• [Your objective] Everything in the data below is left aside except the lines from the one containing "Query: grassy hill" through the one containing "Query: dirt path"; repeat those exactly.
Material supplied START
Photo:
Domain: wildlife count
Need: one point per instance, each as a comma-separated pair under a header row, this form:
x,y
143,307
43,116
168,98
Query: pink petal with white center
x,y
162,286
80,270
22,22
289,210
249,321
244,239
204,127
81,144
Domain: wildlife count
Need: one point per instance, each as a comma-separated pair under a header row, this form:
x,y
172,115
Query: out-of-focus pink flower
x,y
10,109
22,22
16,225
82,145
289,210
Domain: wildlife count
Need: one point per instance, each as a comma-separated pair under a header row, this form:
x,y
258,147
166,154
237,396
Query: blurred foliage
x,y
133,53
Material supplied END
Material supplied START
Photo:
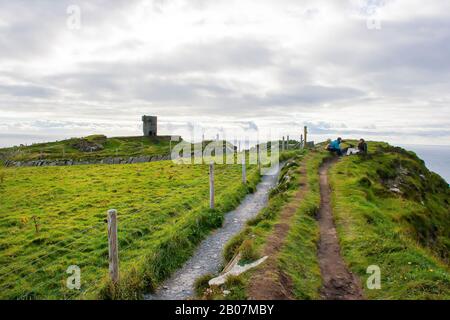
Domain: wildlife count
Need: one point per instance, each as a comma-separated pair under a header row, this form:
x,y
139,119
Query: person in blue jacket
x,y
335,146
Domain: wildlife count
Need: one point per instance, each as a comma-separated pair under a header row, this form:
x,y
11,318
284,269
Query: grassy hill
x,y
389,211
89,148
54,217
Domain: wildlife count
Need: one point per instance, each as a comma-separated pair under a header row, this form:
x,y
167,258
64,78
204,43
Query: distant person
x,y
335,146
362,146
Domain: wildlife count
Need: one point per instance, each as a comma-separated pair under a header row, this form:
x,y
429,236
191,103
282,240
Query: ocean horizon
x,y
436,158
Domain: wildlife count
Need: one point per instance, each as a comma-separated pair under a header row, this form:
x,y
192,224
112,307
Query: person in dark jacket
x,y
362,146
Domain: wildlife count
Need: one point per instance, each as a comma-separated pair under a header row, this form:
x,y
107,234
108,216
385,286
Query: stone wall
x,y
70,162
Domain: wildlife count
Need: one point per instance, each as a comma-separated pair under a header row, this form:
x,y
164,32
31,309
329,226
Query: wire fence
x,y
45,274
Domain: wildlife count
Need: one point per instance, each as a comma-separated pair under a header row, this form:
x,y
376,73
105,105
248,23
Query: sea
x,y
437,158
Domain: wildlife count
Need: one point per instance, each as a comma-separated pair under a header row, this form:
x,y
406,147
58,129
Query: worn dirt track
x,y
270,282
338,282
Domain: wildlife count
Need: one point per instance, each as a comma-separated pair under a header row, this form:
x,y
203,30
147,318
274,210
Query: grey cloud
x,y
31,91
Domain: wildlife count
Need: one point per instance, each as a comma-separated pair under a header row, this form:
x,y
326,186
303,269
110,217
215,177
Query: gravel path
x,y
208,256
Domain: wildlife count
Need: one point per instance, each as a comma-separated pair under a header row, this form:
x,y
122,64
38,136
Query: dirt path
Material supplied END
Material supplied START
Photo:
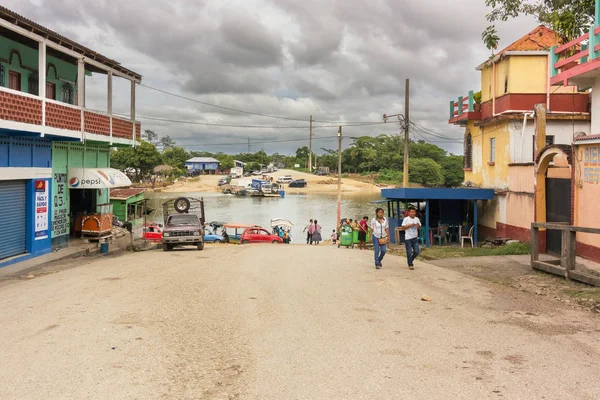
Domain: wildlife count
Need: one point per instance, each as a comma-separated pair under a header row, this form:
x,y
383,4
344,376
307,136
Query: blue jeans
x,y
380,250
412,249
Material supplied END
• [Task response]
Query: grassy hill
x,y
389,211
89,148
54,217
Domain: wildlife count
Need: one point per instance, each as a comma-separated pair under a header row, this form:
x,y
167,258
64,78
204,43
Query: distant person
x,y
335,146
362,146
Domain: wildlife count
Need: one point per instance, each as a comma-separated pair under a header row, this form:
x,y
429,236
191,103
282,240
Query: ocean horizon
x,y
436,158
Domain: wildlife count
Need: one point per instance, each as a comma-separated pair under a header row, this form:
x,y
192,224
112,307
Query: person in dark jacket
x,y
362,146
Domain: wildlife count
Need: one point per instance, each as a comma-separated pair under a header row, this form:
x,y
107,234
108,216
385,286
Query: stone wall
x,y
70,162
Domain: wildlife count
Need: one point per instance, each as a comma-separated pair under a header row, this form:
x,y
164,32
31,309
329,226
Query: wire fence
x,y
45,274
Domain: wildlife count
Need: one point per instance, each as a comma-separated pair under a header row, this form:
x,y
376,73
105,105
248,23
Query: sea
x,y
437,158
Domain: wildlife count
Need: one point per instance, each as a comma-separated pair under a header row, this form:
x,y
406,147
58,129
Query: worn dirt track
x,y
270,282
338,282
Domain: wildlife count
Need: one point per instance, each as a comma-separated pair under a header row, this form:
x,y
203,30
147,318
274,210
Query: grey cloud
x,y
31,91
Domain: wildlife count
Need: one point per instance, each as a comma-separated pair under a header row, this form:
x,y
326,186
303,269
110,217
215,177
Query: gravel path
x,y
208,256
Domain: wildlife count
Need: one point per instance, each as a comma-separated pair under a header row, this form:
x,y
122,64
38,136
Query: dirt path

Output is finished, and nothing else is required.